### Document section
—————

6.6 Curation and PII identification

Now that we have extracted the text, we must analyze it for preservation risks. We will perform Content Analysis to:

Detect PII: Automatically scan for sensitive patterns like Email Addresses or Social Security Numbers.
Assess Quality: Flag documents with low confidence scores (< 85%), which usually indicate blurry scans or faint handwriting that require manual review.
Identify Empty Files: Flag files where the extraction resulted in empty strings, indicating potential errors or blank pages.

Code

if (run_ocr && exists("ocr_results")) {
  curated_data <- ocr_results %>%
    mutate(
      # 1. PII Regex Patterns (Emails and SSN-like formats)
      has_email = str_detect(extracted_text, "[a-zA-Z0-9._%+-]+@[a-zA-Z0-9.-]+\\.[a-zA-Z]{2,}"),
      has_ssn = str_detect(extracted_text, "\\b\\d{3}-\\d{2}-\\d{4}\\b"),
      
      # 2. Apply Curation Flags
      flag_low_conf = ifelse(ocr_confidence < 0.85, "LOW_CONFIDENCE", NA),
      flag_pii = ifelse(has_email | has_ssn, "POSSIBLE_PII", NA),
      # Flag if the extracted text is suspiciously short (under 10 chars)
      flag_empty = ifelse(nchar(extracted_text) < 10, "NO_TEXT_EXTRACTED", NA)
    ) %>%
    # Combine flags into a single readable column
    unite("curation_flags", starts_with("flag_"), sep = "; ", na.rm = TRUE, remove = FALSE)
  
  # Preview files that need attention
  curated_data %>% 
    select(filename, ocr_confidence, curation_flags)

—————

### Excerpted records
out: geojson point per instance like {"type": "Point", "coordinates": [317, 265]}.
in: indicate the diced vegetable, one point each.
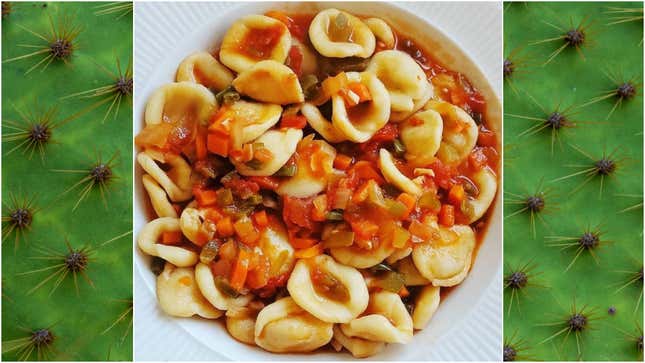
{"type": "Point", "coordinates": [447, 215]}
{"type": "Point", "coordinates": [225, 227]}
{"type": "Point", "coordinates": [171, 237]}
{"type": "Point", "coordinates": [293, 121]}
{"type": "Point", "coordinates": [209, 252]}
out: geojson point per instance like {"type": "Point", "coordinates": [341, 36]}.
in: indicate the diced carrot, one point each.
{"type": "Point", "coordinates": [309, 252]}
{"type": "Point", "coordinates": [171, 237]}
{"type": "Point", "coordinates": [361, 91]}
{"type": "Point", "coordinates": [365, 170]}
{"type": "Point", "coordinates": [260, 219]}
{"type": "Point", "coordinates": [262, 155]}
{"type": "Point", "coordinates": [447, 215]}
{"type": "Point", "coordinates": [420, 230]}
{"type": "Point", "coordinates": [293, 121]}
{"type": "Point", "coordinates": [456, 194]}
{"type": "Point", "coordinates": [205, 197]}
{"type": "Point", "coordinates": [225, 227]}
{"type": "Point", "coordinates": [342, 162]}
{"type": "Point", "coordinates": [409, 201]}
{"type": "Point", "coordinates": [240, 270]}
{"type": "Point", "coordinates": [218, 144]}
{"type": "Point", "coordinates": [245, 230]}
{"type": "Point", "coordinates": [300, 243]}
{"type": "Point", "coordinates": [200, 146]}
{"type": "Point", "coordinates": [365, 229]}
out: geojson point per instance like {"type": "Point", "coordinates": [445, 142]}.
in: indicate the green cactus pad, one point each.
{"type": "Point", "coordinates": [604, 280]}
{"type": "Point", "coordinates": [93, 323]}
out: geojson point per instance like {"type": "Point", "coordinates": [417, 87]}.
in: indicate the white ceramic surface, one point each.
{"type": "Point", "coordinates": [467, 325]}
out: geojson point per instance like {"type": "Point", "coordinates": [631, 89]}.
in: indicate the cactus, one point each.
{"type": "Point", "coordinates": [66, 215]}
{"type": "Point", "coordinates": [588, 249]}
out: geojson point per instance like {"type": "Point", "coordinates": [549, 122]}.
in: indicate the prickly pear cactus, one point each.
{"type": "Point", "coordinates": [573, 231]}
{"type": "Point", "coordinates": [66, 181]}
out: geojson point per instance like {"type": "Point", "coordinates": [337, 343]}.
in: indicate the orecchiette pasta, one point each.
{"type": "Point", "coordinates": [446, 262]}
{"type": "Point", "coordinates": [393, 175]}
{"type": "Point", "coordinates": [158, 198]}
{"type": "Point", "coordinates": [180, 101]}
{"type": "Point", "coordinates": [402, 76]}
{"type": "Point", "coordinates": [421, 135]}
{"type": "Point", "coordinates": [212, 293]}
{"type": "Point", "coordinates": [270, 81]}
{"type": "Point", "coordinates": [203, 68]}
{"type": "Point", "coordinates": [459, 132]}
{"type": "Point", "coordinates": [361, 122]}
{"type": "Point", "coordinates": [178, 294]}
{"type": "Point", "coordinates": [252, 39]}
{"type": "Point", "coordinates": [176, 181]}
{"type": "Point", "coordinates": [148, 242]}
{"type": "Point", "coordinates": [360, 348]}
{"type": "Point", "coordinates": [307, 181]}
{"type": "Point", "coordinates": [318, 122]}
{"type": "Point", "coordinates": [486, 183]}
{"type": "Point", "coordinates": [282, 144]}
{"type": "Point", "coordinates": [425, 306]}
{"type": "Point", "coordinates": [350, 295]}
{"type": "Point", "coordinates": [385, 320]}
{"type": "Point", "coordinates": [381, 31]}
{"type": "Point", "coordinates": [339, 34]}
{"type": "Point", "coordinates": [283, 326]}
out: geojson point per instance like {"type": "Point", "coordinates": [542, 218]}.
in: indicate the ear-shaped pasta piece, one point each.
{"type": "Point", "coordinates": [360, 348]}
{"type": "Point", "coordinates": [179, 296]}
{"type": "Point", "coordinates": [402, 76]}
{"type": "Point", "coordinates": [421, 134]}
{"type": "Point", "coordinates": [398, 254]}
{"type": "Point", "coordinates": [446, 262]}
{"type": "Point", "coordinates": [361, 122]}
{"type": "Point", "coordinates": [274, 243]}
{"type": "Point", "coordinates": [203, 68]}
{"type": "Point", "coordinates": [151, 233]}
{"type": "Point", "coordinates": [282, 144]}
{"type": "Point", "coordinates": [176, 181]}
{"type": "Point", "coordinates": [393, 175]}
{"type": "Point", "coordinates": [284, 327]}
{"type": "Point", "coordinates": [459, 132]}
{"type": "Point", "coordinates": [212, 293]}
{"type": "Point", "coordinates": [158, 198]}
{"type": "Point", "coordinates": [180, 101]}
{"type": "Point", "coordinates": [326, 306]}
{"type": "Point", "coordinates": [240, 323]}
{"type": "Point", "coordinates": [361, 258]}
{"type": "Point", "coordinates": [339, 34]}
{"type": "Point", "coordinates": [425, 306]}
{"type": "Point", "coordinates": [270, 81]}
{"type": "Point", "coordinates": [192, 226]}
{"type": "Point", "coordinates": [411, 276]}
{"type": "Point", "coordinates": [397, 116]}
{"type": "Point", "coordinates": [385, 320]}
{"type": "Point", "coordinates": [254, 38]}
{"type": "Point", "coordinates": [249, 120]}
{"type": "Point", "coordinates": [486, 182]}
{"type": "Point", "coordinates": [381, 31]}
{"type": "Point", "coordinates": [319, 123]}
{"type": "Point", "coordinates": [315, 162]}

—————

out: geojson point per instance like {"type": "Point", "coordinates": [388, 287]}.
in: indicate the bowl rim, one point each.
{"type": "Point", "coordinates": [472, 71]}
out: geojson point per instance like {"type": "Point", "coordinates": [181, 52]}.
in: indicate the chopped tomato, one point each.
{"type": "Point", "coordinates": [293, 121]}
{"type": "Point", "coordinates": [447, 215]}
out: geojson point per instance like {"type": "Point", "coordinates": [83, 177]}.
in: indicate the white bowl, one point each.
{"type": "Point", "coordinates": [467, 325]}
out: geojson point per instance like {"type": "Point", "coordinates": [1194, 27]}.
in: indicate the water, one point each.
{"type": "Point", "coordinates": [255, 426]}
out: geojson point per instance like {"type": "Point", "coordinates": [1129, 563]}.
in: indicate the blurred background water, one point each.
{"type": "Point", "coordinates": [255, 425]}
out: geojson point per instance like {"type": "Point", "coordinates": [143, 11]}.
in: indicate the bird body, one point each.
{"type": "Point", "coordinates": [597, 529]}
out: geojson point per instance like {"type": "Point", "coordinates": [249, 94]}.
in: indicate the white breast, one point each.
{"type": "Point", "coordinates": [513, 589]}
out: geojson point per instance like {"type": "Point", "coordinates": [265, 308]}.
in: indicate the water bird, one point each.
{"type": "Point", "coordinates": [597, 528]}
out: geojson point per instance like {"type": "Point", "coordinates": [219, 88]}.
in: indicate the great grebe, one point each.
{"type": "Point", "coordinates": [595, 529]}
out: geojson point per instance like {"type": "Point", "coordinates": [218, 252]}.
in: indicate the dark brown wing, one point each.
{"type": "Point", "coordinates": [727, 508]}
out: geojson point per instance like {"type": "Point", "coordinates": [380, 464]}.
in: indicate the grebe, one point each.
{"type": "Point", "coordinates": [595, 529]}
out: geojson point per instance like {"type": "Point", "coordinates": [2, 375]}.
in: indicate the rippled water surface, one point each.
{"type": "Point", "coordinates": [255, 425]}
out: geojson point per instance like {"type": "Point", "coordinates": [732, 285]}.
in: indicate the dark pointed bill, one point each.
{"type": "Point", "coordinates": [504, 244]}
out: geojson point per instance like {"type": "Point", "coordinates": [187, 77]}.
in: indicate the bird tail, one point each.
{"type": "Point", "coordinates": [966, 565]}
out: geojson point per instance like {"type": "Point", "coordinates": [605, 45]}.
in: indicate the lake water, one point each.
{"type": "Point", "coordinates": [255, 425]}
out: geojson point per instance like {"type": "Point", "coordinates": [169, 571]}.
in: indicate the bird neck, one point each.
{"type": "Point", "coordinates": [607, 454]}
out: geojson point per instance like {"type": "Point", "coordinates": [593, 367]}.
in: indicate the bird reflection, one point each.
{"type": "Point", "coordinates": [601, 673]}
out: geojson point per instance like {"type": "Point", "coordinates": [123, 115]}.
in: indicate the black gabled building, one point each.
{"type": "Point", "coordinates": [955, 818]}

—————

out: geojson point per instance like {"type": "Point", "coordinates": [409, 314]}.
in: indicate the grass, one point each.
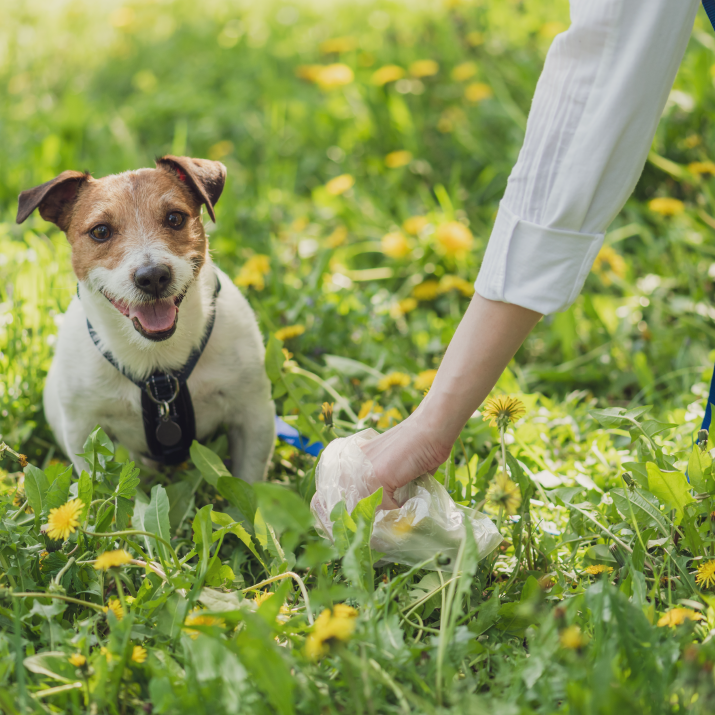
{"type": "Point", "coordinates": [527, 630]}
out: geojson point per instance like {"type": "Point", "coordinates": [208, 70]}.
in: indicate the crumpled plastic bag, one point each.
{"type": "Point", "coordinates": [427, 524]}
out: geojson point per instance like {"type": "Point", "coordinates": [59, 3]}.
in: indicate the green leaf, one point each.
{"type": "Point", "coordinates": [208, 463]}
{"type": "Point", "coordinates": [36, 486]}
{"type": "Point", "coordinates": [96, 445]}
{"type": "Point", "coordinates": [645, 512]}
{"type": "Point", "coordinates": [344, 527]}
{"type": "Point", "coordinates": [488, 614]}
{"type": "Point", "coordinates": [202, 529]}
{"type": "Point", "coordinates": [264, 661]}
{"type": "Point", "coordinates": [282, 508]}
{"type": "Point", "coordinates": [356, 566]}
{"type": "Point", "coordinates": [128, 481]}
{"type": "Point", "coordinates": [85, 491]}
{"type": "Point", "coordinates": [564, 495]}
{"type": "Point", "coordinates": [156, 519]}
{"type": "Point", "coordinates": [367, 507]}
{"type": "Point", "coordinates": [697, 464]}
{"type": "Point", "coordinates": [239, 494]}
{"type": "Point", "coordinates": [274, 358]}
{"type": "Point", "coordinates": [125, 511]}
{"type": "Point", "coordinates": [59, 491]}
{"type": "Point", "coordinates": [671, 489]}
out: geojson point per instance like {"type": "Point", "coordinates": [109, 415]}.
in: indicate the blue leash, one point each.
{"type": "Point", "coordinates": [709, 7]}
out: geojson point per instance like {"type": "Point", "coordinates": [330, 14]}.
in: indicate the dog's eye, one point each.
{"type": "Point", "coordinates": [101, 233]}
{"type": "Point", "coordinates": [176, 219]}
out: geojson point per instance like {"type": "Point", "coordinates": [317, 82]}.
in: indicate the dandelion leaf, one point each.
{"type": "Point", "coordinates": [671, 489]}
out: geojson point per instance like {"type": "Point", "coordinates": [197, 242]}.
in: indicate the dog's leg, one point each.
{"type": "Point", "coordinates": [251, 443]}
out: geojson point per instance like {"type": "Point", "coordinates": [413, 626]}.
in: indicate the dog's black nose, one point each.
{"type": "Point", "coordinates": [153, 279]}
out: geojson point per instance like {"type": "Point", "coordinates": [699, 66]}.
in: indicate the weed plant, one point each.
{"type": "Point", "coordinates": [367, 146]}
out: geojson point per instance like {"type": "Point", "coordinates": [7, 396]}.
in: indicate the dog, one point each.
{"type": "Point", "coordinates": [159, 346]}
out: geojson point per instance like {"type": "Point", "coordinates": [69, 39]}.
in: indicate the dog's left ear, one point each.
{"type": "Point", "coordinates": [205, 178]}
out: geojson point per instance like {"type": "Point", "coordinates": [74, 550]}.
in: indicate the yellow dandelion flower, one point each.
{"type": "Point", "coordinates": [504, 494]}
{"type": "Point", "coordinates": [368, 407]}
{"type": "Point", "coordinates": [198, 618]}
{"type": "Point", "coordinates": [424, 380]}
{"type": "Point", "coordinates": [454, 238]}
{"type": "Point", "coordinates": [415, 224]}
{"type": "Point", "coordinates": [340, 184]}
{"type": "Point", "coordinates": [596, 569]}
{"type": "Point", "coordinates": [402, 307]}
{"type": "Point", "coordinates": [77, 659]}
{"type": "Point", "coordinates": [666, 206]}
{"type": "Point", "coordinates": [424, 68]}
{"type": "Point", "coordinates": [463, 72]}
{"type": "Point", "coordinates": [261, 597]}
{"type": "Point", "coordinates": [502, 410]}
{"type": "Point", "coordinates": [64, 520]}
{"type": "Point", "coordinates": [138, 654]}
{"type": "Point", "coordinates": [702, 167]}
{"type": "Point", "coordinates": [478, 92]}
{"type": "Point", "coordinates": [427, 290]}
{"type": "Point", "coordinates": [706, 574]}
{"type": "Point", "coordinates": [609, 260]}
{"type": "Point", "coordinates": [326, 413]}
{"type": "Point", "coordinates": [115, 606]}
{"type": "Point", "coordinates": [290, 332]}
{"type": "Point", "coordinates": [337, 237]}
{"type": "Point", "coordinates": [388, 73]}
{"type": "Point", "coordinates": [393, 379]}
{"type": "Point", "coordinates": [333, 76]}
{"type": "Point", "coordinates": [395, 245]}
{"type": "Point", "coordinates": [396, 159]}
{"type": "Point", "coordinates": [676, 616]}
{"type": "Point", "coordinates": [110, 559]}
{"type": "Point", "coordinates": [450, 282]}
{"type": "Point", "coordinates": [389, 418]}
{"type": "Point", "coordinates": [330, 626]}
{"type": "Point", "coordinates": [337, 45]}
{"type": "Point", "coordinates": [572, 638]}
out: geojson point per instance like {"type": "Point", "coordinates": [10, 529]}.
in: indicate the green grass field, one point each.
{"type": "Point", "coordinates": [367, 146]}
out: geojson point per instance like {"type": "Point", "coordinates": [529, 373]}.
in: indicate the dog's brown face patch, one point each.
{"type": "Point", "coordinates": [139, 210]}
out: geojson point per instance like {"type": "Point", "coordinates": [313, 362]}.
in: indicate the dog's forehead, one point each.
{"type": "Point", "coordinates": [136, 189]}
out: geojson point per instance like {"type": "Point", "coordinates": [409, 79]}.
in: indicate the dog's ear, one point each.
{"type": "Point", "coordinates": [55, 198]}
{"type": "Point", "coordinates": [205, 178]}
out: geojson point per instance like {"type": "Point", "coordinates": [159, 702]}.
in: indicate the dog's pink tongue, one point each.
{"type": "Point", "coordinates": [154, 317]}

—————

### Your tasks
[A] From the curation and PII identification section, repeat the passage starting at "Now that we" and ending at "require manual review.".
[B] In the curation and PII identification section, what length of extracted text causes a file to be flagged as having no text extracted?
[C] List every flag label that the code in the curation and PII identification section can assign.

### Worked answers
[A]
Now that we have extracted the text, we must analyze it for preservation risks. We will perform Content Analysis to:

Detect PII: Automatically scan for sensitive patterns like Email Addresses or Social Security Numbers.
Assess Quality: Flag documents with low confidence scores (< 85%), which usually indicate blurry scans or faint handwriting that require manual review.

[B] Extracted text under 10 characters.

[C] LOW_CONFIDENCE, POSSIBLE_PII, NO_TEXT_EXTRACTED